● **Supplied passage**:
· · ·

Question

ABCD is a trapezium in wch AB || DC and its diagonals intersect each other at O.
Prove that: (AO/BO) = (CO/DO)

Answer 1

hy
here is your answer

given :-ABCD is a trapezium

where the AB ll DC

diagonals intersect each other at O

to prove:-(AO/BO) = (CO/DO)

construction :- let us draw a line EF ll AB ll DC

proof:- now in ΔADC

EO ll CD (because EF ll DC)

so, AE/DE=AO/CO..........(1) ( If a line is drawn parallel to one side of a triangle
to intersect the other two sides in distinct The other two sides are divided in the same ratio)


similarly in ΔDBA

EO ll. AB (EF ll AB)

so, AE/DE=BO/DO .........(2)( If a line is drawn parallel to one side of a triangle
to intersect the other two sides in distinct The other two sides are divided in the same ratio)

· · ·

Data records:
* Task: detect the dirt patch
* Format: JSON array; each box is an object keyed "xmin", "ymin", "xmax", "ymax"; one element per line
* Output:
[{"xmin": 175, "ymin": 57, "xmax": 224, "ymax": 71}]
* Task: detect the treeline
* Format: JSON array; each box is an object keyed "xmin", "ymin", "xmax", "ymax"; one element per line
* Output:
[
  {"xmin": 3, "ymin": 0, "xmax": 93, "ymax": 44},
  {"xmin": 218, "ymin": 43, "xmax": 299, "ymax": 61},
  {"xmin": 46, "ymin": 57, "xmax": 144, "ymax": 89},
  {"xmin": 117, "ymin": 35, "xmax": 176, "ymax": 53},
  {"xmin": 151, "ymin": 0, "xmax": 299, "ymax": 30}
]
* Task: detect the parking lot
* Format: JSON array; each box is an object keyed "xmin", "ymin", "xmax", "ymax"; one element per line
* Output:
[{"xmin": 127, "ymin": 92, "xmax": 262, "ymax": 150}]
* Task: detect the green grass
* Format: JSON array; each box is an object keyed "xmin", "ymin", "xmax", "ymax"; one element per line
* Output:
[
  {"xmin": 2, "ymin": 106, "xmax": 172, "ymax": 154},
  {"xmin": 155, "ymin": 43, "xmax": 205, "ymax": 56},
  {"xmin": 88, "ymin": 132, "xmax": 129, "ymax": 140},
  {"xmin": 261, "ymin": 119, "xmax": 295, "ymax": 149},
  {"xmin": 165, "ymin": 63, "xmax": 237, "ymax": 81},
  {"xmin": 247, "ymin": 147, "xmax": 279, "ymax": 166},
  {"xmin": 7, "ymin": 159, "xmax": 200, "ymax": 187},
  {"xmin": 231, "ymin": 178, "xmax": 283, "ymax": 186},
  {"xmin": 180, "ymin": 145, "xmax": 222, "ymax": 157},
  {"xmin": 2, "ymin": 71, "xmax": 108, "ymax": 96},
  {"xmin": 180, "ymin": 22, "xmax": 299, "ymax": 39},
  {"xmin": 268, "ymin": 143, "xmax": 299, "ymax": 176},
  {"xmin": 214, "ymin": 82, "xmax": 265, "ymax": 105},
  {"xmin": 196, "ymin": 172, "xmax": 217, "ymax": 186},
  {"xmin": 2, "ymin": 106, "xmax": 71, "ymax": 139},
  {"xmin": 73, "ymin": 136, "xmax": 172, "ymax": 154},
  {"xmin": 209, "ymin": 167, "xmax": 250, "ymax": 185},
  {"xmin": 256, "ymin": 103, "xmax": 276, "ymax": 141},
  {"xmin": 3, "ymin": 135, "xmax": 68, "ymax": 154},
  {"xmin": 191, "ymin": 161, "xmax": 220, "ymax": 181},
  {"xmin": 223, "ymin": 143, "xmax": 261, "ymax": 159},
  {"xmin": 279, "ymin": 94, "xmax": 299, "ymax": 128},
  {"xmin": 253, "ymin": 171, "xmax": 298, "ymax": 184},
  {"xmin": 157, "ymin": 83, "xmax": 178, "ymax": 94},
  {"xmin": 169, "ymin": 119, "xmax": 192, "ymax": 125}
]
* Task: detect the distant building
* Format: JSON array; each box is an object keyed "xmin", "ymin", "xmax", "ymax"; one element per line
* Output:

· · ·

● **Instruction 1**:
Multiply every bounding-box coordinate in the answers of the listing by 1.45, rounding to whole numbers with halves going up. Begin at the line of the listing that contains "the parking lot", stop after the listing's last line, and reproduce every line in that span, requests included.
● **Instruction 2**:
Carry on the trapezium proof from the point where it stops.

● **Written response 1**:
* Task: detect the parking lot
* Format: JSON array; each box is an object keyed "xmin", "ymin", "xmax", "ymax"; one element per line
* Output:
[{"xmin": 184, "ymin": 133, "xmax": 380, "ymax": 218}]
* Task: detect the green grass
* Format: JSON array; each box is an object keyed "xmin", "ymin", "xmax", "ymax"; one element per line
* Output:
[
  {"xmin": 3, "ymin": 154, "xmax": 249, "ymax": 223},
  {"xmin": 225, "ymin": 62, "xmax": 297, "ymax": 81},
  {"xmin": 128, "ymin": 191, "xmax": 187, "ymax": 203},
  {"xmin": 378, "ymin": 173, "xmax": 428, "ymax": 216},
  {"xmin": 239, "ymin": 91, "xmax": 344, "ymax": 117},
  {"xmin": 358, "ymin": 213, "xmax": 405, "ymax": 241},
  {"xmin": 10, "ymin": 231, "xmax": 290, "ymax": 271},
  {"xmin": 335, "ymin": 258, "xmax": 410, "ymax": 270},
  {"xmin": 261, "ymin": 210, "xmax": 322, "ymax": 228},
  {"xmin": 3, "ymin": 103, "xmax": 157, "ymax": 139},
  {"xmin": 261, "ymin": 32, "xmax": 434, "ymax": 57},
  {"xmin": 389, "ymin": 207, "xmax": 434, "ymax": 255},
  {"xmin": 310, "ymin": 119, "xmax": 384, "ymax": 152},
  {"xmin": 284, "ymin": 249, "xmax": 315, "ymax": 270},
  {"xmin": 3, "ymin": 154, "xmax": 103, "ymax": 202},
  {"xmin": 106, "ymin": 197, "xmax": 249, "ymax": 223},
  {"xmin": 303, "ymin": 242, "xmax": 363, "ymax": 268},
  {"xmin": 371, "ymin": 149, "xmax": 400, "ymax": 204},
  {"xmin": 4, "ymin": 196, "xmax": 99, "ymax": 223},
  {"xmin": 277, "ymin": 233, "xmax": 319, "ymax": 262},
  {"xmin": 323, "ymin": 207, "xmax": 378, "ymax": 231},
  {"xmin": 405, "ymin": 136, "xmax": 434, "ymax": 186},
  {"xmin": 367, "ymin": 248, "xmax": 432, "ymax": 267},
  {"xmin": 228, "ymin": 120, "xmax": 258, "ymax": 136},
  {"xmin": 245, "ymin": 173, "xmax": 278, "ymax": 181}
]
* Task: detect the distant building
* Format: JSON array; each box is an object keyed "xmin", "ymin", "xmax", "ymax"; one element per line
* Output:

● **Written response 2**:
from (1)&(2)
AO/CO=BO/DO

AO/BO=CO/DO

hence proved

Answer 2

HEY , HERE'S THE ANSWER⏬

➡️ GIVEN : ABCD is a trapezium in which AB || DC and it's diagonal intersect each other at O.

➡️ CONSTRUCTION : Draw a line LO || DC || AB .

➡️ TO PROVE : (AO/BO) = (CO/DO)

➡️ PROOF : Let us consider ∆ADC -
(AL / LD) = (AO / OC) ----(i)
{ By THALES THEOREM }

Now , Similarly In ∆ADB -
( AL / LD ) = ( BO / DO )------(ii)

From eq. i and ii we get -

(AO/CO) = (BO/DO)
=> (AO/BO) = (CO/DO)

HOPE IT HELPS YOU ✌️!!!